## Task
Repeat, word for word, the rows from the line containing "Any visible bee wing — locate and mark." through the line containing "[188,117,258,191]", with both of those lines included.

Object detection data
+---+
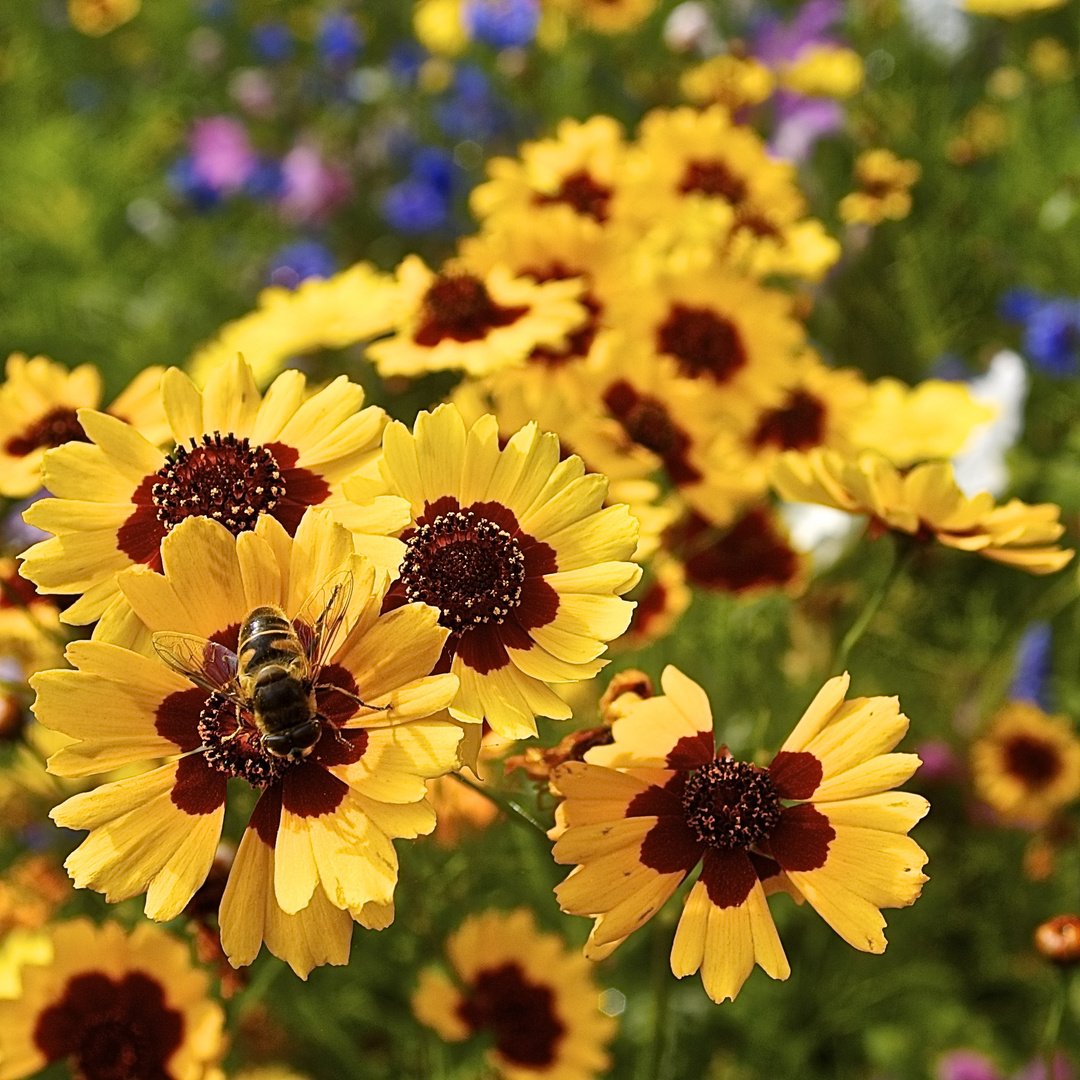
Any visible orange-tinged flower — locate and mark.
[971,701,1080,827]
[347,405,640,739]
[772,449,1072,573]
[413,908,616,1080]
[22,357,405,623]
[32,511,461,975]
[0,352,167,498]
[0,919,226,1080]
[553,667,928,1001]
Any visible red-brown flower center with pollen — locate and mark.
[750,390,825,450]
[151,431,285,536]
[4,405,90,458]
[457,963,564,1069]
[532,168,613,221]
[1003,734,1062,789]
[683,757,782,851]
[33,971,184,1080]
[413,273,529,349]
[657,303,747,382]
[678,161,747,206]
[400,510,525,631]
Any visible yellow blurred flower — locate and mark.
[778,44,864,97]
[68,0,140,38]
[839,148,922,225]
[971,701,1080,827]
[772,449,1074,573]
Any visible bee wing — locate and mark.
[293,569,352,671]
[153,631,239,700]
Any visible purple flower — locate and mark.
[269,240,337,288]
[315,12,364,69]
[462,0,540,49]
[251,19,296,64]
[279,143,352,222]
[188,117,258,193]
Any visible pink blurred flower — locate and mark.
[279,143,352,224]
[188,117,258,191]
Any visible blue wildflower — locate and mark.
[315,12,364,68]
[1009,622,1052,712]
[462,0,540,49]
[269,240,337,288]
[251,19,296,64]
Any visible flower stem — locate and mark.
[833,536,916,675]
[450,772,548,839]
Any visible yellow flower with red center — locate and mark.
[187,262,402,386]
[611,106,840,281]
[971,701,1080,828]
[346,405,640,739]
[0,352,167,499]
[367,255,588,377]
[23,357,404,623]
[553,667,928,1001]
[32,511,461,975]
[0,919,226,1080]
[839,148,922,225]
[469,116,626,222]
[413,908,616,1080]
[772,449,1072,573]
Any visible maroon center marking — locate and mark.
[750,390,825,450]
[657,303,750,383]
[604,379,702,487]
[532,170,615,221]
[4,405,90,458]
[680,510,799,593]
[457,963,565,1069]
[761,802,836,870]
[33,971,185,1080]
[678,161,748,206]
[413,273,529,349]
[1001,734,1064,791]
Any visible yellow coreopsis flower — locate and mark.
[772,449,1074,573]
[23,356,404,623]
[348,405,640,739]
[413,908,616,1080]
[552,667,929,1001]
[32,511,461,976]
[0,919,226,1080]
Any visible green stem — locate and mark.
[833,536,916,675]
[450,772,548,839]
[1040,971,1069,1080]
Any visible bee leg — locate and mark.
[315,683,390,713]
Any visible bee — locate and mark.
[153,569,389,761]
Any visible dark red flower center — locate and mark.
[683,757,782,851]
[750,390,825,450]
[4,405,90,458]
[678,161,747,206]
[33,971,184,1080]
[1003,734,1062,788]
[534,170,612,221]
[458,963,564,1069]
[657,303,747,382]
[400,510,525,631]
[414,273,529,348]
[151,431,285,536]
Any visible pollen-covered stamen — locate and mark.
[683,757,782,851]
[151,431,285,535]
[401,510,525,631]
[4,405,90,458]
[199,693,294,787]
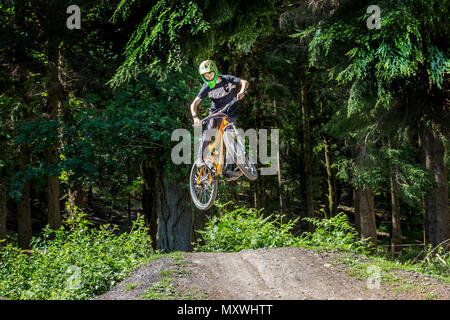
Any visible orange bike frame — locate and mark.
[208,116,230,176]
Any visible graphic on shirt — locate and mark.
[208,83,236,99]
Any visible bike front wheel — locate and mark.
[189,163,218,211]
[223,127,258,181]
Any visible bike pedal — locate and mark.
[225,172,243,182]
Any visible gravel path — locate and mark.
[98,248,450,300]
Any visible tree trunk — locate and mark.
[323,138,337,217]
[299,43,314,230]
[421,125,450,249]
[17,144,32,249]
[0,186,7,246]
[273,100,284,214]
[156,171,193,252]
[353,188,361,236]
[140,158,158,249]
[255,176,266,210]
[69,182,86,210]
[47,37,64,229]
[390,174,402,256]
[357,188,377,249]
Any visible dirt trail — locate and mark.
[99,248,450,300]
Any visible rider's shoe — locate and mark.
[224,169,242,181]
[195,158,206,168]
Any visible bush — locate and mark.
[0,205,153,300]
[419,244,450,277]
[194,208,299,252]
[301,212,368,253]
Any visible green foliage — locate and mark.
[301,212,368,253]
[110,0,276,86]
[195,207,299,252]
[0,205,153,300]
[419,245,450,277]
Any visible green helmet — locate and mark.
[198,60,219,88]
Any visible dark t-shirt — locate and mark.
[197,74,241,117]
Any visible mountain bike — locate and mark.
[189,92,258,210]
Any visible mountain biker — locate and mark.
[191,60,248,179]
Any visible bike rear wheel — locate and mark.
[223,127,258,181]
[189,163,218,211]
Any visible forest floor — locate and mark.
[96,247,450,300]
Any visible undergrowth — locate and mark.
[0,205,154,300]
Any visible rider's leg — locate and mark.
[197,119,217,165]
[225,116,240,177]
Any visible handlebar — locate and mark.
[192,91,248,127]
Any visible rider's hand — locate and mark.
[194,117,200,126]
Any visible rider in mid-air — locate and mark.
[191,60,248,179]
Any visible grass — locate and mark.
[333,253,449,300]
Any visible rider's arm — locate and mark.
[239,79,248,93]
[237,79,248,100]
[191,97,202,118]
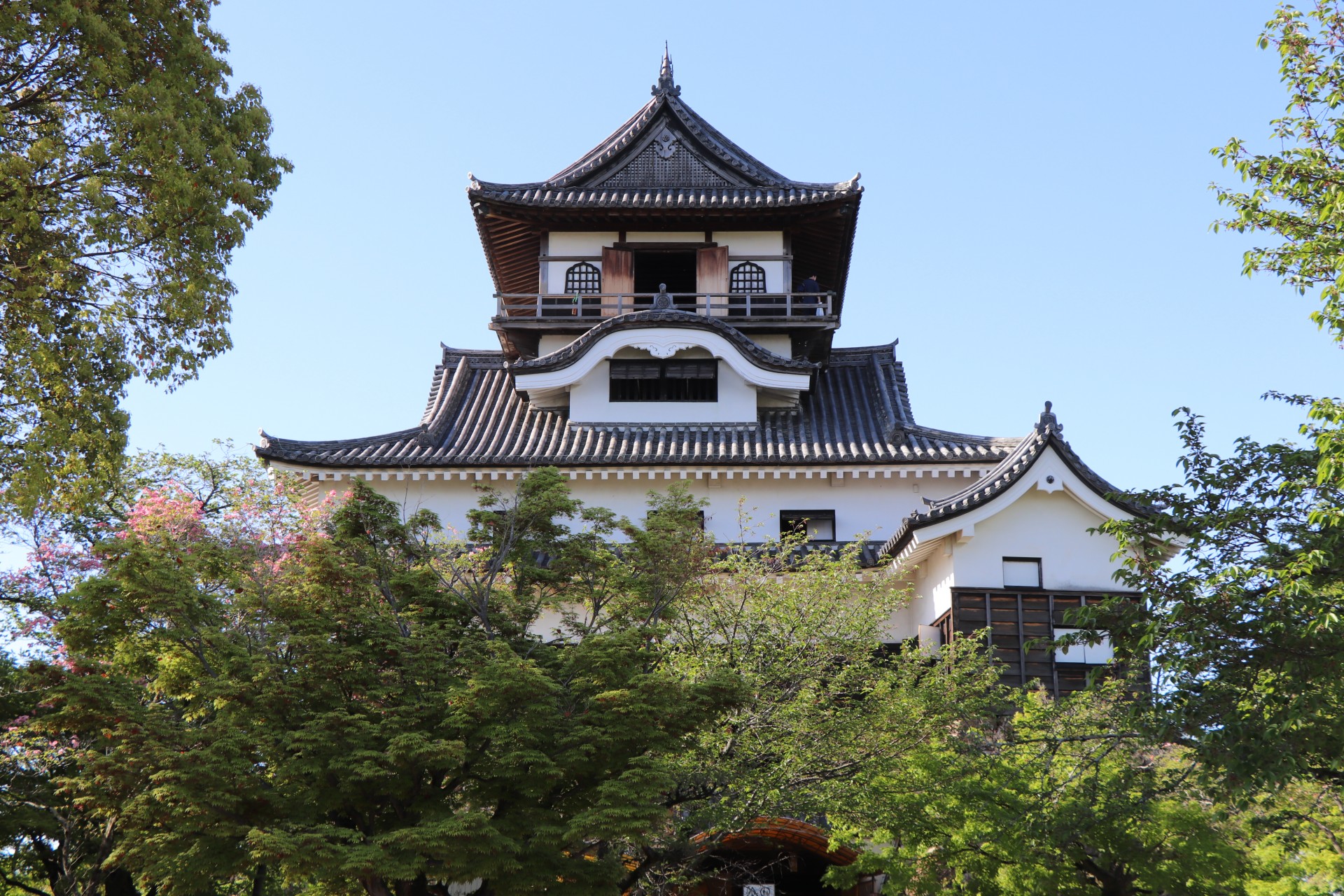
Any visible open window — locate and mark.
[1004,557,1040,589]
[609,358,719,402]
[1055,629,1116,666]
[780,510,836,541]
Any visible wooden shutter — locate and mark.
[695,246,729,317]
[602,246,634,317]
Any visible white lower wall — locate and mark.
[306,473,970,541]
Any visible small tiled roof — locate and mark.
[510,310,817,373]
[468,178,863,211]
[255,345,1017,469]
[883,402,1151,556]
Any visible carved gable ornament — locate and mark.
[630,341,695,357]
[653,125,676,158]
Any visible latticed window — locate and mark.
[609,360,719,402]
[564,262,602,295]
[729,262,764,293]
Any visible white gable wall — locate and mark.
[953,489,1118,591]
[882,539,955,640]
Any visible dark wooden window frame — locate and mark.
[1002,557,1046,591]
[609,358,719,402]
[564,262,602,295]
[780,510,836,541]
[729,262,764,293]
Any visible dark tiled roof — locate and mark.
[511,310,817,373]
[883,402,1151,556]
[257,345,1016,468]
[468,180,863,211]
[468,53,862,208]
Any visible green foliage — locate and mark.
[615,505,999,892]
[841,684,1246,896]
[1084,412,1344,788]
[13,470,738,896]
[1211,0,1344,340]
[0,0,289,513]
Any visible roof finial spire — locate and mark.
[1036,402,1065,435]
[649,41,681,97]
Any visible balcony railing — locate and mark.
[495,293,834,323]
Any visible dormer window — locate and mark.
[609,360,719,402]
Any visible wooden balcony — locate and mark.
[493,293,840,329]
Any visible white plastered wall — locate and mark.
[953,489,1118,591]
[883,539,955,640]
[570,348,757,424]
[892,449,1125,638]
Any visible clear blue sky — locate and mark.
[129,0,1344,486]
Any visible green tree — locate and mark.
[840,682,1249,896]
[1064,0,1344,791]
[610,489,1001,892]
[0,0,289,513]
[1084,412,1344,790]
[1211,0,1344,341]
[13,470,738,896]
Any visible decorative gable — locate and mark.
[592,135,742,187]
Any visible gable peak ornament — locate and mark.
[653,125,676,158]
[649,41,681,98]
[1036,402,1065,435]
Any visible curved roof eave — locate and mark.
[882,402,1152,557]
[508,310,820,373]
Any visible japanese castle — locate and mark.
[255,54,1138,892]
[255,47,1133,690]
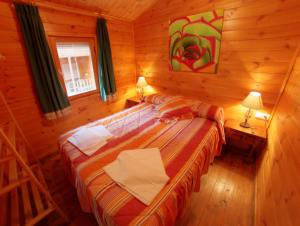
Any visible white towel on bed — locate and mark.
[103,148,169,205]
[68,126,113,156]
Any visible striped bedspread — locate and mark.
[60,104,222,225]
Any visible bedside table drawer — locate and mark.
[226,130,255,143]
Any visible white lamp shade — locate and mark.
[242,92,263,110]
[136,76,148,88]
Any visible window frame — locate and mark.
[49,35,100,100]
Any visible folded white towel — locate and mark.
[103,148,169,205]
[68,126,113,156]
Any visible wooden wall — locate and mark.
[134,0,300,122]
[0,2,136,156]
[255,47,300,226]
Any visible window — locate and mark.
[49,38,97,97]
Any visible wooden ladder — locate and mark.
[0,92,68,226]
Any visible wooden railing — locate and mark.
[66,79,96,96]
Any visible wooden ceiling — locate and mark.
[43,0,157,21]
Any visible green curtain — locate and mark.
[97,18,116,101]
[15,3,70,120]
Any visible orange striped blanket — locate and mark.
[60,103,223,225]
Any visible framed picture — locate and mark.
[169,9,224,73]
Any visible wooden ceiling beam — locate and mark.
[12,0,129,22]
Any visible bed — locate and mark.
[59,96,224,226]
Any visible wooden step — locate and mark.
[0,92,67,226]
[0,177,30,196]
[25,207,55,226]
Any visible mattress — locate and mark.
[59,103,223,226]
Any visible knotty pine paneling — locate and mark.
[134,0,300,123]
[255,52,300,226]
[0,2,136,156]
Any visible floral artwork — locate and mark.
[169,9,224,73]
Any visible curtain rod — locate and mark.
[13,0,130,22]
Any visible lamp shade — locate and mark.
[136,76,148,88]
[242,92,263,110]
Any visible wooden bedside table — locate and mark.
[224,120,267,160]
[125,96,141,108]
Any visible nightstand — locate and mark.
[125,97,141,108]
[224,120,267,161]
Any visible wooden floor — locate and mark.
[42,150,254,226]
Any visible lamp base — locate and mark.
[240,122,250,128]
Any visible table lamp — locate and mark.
+---+
## Exercise solution
Any visible bee wing — locate and mark.
[293,569,352,671]
[153,631,239,700]
Any visible purple flower — locate and mark.
[269,240,337,288]
[315,12,364,69]
[462,0,540,49]
[251,19,296,64]
[279,143,352,222]
[188,117,258,193]
Any visible pink blurred flower — locate and mark.
[279,143,352,224]
[188,117,258,191]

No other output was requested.